#### Passage to read
──────
3rd merit list is out... medstudentz does not allow to put on the link anymore, so check foundation university's site... 

and yeah one question, y haven't they shown any reserved candidates in their list this time?? any idea people..... :-( :-( :-s


----------



## Chachu (Mar 29, 2012)

They must've had enough students now. No more reservatoins. Slots full :/


----------



## inamorato (Nov 8, 2012)

well thats not possible..... reserved are always there.... coz there is always a possibility for a candidate to leave the seat...... last year even in the last list reserved candidates were shown..... anyways, im depressed as hell....  ........ any idea what is the closing merit in this list?


----------



## FarhanShah (Nov 9, 2012)

inamorato said:


> 3rd merit list is out... medstudentz does not allow to put on the link anymore, so check foundation university's site...
> 
> and yeah one question, y haven't they shown any reserved candidates in their list this time?? any idea people..... :-( :-( :-s


dont worry...wait for the 4th list, last year there were 7 lists!

- - - Updated - - -



inamorato said:


> well thats not possible..... reserved are always there.... coz there is always a possibility for a candidate to leave the seat...... last year even in the last list reserved candidates were shown..... anyways, im depressed as hell....  ........ any idea what is the closing merit in this list?


make a call to the admission office for accurate figures..


----------



## inamorato (Nov 8, 2012)

hmmm ok... i will ask them.... and yeah one more thing, there were more than 7 lists.... i have seen 10 lists of last year... :woot:.... but still im in tension coz they didnt show any reserved candidates this time...


----------



## Sana Masud (Oct 14, 2012)

May be they didnt publish reserved candidates list because FUMC opened their admissions again, last date was 16th nov for the submission of forms, so they ll act according to the new merit of the students


----------



## inamorato (Nov 8, 2012)

Sana Masud said:


> May be they didnt publish reserved candidates list because FUMC opened their admissions again, last date was 16th nov for the submission of forms, so they ll act according to the new merit of the students


hmmm that makes sense...... thanku, that calmed me down a bit... 

- - - Updated - - -

hey one question, anybody knows whats the closing merit of the 3rd list????? :?


----------
──────
#### Dataset rows
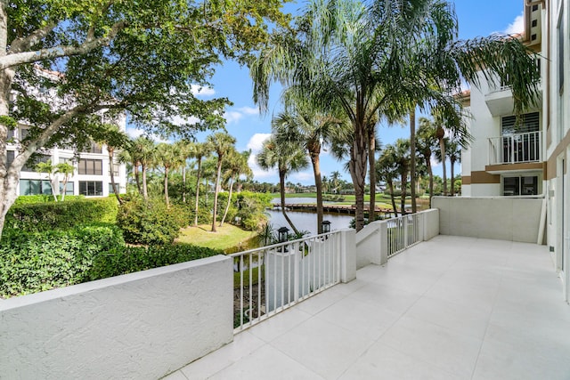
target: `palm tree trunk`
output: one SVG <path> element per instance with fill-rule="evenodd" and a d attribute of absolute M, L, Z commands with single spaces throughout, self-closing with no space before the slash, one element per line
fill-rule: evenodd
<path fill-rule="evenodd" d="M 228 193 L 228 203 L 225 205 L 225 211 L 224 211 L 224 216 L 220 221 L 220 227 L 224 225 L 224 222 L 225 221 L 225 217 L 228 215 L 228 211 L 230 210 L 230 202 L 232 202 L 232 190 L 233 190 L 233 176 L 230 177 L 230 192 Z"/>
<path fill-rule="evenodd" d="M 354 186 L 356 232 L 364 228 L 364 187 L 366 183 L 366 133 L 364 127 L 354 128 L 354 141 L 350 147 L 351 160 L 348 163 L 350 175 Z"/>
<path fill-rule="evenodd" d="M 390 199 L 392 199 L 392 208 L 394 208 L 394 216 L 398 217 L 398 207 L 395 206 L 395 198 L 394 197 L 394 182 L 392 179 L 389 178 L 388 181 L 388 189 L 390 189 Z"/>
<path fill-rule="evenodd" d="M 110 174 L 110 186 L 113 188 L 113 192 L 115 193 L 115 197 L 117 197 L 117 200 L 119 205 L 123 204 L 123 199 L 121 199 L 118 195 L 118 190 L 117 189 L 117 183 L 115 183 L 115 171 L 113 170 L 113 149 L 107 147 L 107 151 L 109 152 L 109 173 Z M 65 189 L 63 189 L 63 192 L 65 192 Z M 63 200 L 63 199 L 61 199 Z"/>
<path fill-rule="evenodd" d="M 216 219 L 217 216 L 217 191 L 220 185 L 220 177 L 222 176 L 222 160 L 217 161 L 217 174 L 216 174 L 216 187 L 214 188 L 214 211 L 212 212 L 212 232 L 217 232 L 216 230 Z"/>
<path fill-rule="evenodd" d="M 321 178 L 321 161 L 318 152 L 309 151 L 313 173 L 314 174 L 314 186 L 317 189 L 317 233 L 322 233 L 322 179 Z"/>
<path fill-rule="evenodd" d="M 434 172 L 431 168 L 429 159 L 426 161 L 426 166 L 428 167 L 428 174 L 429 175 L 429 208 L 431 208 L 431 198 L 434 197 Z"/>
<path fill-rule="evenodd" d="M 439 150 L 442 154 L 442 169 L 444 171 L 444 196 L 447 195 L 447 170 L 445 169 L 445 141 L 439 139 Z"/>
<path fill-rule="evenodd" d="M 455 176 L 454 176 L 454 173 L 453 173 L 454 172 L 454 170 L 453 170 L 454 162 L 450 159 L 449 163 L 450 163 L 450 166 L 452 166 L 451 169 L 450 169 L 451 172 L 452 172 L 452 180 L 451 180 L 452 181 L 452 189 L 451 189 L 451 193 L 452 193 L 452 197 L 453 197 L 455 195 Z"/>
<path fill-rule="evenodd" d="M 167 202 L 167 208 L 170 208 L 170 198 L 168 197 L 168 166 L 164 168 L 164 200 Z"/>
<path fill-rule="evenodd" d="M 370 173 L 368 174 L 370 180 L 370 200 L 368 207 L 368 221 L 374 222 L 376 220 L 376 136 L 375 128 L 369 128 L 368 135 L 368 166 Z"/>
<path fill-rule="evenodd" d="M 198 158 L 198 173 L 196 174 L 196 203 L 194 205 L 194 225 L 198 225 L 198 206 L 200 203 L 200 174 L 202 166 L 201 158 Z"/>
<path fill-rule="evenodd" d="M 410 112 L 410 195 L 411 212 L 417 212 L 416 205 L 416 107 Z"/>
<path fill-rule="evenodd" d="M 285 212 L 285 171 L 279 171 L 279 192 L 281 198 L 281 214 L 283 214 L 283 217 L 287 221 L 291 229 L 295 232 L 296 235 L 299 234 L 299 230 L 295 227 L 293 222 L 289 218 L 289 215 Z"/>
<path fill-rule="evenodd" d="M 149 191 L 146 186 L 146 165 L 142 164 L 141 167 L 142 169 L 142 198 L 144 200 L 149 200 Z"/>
──────
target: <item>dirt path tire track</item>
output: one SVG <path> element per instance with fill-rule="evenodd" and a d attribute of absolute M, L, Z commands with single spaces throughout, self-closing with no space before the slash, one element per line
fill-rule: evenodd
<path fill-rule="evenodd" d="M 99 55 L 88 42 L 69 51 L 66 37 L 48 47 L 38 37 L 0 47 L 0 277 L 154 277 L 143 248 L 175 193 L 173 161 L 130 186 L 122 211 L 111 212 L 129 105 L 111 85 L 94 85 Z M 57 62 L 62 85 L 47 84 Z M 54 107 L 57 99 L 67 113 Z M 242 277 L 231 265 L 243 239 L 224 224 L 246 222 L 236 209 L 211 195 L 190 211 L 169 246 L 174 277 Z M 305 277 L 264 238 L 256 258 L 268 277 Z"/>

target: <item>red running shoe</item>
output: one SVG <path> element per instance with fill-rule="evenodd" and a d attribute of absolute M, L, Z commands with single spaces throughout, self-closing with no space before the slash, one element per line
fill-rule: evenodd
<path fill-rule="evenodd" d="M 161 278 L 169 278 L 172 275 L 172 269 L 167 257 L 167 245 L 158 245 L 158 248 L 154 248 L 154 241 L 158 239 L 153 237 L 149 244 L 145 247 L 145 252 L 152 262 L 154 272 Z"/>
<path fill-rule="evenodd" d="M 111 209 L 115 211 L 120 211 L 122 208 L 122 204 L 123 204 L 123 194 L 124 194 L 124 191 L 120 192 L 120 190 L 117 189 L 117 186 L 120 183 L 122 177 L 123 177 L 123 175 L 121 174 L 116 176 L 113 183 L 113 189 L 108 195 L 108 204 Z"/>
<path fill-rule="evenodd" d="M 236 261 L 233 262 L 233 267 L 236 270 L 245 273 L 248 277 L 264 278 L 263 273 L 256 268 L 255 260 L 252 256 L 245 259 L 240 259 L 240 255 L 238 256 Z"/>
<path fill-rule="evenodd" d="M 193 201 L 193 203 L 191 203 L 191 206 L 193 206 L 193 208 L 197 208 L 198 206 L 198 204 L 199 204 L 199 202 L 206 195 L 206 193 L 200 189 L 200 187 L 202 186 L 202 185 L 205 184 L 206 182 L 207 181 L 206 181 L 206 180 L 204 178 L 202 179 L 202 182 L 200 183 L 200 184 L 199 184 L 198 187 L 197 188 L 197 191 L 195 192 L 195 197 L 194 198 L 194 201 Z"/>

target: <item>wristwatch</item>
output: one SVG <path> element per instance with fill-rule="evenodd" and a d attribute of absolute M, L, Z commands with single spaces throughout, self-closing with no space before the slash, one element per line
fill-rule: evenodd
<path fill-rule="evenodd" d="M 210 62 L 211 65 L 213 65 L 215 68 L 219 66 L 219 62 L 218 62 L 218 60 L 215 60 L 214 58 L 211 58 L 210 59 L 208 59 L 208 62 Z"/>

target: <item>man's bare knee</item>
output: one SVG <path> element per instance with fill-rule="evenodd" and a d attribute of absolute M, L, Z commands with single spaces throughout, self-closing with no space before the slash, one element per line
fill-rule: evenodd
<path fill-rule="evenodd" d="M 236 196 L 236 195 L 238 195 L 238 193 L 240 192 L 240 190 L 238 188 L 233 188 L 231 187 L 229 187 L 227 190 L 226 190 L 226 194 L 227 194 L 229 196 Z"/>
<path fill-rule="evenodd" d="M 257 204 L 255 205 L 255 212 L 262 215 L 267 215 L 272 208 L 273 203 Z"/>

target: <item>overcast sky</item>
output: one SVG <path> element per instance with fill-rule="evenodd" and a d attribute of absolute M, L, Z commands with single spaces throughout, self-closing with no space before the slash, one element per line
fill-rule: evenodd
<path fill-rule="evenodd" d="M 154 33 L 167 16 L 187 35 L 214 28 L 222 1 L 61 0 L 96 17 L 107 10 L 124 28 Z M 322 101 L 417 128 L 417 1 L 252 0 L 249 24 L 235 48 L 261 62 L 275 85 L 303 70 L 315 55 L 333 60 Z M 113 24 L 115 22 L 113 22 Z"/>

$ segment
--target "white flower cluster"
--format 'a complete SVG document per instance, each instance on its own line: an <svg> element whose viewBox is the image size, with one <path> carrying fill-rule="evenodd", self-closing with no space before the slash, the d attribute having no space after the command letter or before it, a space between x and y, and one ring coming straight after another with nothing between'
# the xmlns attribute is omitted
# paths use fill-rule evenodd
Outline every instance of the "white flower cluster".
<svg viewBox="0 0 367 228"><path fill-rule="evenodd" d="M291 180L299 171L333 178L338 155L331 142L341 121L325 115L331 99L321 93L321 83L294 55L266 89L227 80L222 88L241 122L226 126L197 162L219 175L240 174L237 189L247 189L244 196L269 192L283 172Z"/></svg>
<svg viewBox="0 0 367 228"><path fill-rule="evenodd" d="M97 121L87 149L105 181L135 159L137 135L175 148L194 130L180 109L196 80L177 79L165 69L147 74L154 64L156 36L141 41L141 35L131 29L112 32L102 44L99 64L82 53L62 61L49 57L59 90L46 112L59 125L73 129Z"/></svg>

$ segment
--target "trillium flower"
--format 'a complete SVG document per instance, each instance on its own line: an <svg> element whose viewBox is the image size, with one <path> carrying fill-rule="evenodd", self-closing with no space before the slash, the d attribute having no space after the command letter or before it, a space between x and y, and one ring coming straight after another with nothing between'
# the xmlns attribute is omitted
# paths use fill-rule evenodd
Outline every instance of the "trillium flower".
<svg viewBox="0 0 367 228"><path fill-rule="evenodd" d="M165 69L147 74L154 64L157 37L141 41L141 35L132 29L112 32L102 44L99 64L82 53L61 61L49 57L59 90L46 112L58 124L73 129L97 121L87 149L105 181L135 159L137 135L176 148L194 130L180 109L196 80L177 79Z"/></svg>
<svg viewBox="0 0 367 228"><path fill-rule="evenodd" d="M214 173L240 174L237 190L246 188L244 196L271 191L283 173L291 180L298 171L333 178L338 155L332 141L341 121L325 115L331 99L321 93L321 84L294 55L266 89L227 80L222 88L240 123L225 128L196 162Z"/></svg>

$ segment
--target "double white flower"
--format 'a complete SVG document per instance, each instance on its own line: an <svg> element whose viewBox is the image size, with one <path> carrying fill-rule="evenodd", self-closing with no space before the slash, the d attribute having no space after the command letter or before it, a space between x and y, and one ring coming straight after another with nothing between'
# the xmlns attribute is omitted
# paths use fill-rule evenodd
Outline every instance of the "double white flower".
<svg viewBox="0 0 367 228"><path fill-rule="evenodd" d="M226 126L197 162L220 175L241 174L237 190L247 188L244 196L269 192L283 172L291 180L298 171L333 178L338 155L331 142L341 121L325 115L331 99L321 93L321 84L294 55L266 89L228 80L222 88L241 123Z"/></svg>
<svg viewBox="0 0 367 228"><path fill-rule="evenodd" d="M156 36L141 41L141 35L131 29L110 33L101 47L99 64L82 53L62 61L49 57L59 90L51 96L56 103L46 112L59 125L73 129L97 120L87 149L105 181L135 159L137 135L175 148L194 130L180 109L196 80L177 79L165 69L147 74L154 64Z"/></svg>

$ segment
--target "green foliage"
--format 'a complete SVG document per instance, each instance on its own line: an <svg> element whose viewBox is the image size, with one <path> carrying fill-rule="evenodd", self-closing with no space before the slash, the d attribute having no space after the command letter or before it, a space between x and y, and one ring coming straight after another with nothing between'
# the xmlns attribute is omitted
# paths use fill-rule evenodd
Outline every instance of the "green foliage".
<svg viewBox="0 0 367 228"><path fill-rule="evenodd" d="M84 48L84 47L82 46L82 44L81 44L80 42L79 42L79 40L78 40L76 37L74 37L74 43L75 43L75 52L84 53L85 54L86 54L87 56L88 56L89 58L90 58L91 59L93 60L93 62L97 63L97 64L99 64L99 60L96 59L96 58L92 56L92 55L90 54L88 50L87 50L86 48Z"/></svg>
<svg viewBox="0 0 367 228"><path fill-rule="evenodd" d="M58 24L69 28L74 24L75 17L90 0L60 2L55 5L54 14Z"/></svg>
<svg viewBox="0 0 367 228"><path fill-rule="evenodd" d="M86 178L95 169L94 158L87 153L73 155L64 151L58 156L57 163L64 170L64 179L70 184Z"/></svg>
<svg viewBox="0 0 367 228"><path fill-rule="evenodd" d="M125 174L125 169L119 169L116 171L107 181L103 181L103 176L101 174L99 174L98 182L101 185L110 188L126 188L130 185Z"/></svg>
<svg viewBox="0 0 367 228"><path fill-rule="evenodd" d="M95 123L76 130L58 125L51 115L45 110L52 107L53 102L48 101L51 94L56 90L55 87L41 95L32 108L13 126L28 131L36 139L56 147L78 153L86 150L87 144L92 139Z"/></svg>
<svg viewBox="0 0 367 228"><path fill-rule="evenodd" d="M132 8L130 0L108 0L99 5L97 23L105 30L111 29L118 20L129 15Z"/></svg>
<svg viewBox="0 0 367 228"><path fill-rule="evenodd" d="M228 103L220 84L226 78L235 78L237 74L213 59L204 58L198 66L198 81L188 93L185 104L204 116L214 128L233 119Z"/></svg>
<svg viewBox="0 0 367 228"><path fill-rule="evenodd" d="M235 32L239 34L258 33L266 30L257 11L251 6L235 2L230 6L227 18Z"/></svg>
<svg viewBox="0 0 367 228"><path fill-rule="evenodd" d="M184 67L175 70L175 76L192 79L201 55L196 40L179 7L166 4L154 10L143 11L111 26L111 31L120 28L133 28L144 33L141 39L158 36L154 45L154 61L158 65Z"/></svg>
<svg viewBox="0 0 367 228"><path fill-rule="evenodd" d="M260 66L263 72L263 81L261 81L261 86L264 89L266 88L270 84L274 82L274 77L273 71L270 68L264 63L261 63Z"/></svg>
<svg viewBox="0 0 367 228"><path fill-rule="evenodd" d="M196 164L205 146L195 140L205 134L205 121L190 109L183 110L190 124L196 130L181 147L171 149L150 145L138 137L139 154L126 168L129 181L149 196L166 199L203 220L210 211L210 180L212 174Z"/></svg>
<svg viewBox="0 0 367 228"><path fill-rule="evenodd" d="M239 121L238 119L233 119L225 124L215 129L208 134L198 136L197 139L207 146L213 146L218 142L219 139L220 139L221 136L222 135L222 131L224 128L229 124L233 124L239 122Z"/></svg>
──────
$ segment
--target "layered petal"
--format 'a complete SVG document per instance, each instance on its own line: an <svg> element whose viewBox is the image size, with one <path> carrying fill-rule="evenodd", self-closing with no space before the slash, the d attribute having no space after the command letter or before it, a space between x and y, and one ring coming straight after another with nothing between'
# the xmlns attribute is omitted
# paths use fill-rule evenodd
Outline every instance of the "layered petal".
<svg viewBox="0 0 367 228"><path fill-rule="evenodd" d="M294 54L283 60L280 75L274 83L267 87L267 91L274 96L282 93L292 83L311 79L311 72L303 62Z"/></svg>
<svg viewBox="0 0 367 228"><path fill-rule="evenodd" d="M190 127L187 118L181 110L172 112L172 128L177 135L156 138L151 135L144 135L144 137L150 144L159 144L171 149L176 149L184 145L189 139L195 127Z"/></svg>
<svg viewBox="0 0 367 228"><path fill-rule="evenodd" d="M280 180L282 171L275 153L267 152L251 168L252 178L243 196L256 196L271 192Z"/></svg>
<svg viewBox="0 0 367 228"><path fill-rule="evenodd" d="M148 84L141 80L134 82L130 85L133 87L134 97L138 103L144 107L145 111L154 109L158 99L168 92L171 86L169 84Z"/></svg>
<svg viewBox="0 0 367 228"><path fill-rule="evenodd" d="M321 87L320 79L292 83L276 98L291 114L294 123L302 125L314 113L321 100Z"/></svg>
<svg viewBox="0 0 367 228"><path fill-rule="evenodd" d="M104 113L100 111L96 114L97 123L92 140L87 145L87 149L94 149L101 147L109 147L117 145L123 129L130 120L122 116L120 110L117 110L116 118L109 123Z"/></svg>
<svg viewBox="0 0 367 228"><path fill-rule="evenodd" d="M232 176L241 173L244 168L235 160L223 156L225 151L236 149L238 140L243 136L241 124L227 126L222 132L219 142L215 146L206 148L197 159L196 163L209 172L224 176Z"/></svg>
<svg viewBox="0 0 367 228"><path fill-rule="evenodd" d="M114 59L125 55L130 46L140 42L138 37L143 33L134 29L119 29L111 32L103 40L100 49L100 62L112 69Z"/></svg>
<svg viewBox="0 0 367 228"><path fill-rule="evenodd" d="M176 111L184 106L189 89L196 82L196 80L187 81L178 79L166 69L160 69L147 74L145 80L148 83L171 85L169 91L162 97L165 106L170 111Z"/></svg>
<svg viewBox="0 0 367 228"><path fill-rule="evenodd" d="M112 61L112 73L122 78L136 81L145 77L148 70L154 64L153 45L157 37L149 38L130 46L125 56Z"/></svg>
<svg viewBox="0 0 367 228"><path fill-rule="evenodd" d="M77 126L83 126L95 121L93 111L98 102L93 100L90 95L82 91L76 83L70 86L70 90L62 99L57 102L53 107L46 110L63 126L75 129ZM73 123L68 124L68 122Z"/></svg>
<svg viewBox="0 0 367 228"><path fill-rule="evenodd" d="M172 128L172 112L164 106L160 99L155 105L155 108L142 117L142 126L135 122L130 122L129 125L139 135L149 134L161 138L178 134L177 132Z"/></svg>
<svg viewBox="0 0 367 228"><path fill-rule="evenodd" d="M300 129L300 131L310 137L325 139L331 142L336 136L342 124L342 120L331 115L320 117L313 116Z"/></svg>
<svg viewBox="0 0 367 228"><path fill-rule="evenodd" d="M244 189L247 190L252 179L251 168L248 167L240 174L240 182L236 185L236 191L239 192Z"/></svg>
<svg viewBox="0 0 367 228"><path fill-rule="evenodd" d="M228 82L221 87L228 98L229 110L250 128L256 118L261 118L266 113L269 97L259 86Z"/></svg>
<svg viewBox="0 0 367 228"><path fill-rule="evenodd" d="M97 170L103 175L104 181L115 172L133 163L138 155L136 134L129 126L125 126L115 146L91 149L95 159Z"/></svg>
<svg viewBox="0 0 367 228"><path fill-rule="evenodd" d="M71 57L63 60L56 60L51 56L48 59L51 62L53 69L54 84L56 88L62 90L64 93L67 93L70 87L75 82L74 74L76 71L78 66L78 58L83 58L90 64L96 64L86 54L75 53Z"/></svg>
──────
#### Task brief
List each distinct username that appears as a post header in the forum thread about the merit lists. You won't need the records for this.

#### Task output
Chachu, inamorato, FarhanShah, Sana Masud